_STATED PROBLEM_
Please collect every line in the listing below that contains the word "lake", treating uppercase and lowercase as different.

_INPUT RECORDS_
——————————
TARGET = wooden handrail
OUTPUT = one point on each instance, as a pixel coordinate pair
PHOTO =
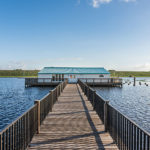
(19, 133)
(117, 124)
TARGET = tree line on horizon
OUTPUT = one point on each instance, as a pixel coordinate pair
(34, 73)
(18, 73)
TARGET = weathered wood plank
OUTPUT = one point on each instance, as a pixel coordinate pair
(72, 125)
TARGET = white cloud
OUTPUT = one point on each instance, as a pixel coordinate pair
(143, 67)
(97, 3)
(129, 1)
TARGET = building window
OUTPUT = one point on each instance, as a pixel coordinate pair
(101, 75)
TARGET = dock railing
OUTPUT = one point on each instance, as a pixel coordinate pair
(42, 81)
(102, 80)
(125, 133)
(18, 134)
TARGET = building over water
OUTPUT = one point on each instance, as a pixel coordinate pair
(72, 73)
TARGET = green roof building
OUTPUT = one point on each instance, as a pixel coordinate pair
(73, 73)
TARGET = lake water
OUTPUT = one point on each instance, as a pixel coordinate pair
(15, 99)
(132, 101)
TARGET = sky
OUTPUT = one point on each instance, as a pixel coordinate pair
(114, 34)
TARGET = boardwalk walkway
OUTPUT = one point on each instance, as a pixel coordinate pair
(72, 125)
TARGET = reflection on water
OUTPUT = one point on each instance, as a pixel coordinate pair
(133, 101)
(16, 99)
——————————
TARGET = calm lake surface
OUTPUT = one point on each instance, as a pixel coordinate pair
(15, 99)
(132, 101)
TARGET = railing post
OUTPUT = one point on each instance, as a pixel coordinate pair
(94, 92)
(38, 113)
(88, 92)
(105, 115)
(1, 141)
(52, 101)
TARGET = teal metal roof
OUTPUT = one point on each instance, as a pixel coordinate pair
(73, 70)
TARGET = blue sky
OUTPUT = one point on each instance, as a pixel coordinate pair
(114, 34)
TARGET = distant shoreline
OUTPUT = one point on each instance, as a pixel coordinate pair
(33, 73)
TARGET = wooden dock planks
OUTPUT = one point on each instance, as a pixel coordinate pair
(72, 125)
——————————
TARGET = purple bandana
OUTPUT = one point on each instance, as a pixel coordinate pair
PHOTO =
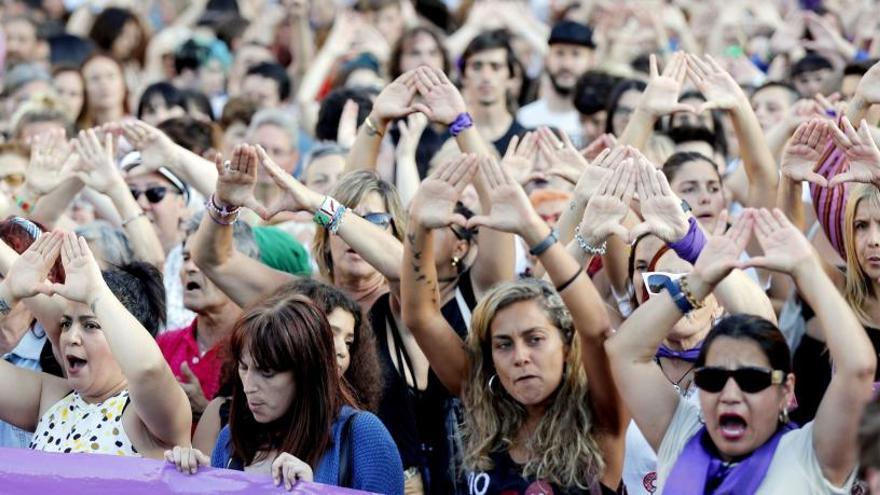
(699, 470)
——————————
_FULL ANSWER_
TARGET = lake water
TARGET = calm lake surface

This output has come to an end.